*Text shown*:
========
- Born: August 8, 1969 Huntington Beach, California
- Education: BA, University of California Santa Cruz 1992; MFA, San Francisco Art Institute, 1996
- Occupation: Artist
- Organization: Paradiso Arts
- Notable work: Double Agent Sirvienta (D.A.S.)
- Movement: Chicano Art
- Website: www.lauraalvarez.net

= Laura E. Alvarez =

Latina visual artist

Laura E. Alvarez born August 8, 1969, in Huntington Beach, California is a visual artist.

== Background ==

In 1992, Alvarez earned a Bachelor of Arts from University of California, Santa Cruz with an emphasis in printmaking and a Master of Fine Arts with an emphasis in painting from San Francisco Art Institute in 1996.

== Art ==

- Alvarez's Double Agent Sirvienta (D.A.S) series is an on-going project consisting of prints, paintings, music, short films and a rock opera. This series features a spy posing as a domestic worker. This project began in 1995.
- The Double Agent Sirvienta Rock Opera, 1996-1998 is a multimedia film and music project which illustrates the story of a young female soap opera actress relegated to portraying maids who becomes a spy.
========
*Record list*:
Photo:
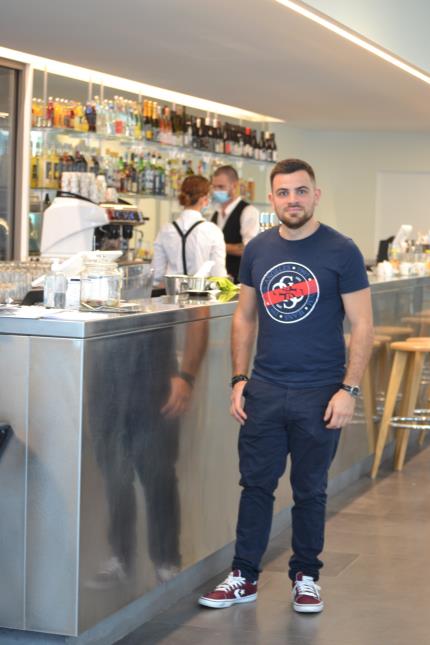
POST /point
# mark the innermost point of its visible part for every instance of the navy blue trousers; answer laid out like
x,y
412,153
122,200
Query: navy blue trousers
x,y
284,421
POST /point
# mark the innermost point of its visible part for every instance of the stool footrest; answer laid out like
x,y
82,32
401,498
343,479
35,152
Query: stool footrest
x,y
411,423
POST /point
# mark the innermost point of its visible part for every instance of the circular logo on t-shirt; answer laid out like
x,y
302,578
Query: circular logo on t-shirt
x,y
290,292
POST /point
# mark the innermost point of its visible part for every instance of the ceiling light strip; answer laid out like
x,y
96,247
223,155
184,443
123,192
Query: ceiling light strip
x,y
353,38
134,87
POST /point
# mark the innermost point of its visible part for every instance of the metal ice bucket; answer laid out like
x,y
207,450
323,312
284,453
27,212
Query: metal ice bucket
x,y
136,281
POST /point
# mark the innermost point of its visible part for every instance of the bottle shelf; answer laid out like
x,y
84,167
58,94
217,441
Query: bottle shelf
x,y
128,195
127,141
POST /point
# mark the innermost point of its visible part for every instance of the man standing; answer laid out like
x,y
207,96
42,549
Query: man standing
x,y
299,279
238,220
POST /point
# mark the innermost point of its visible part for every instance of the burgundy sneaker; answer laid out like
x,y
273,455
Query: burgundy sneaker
========
*Direction*: According to the biography of Laura E. Alvarez, in what year did her Double Agent Sirvienta project begin?

*Expected answer*: 1995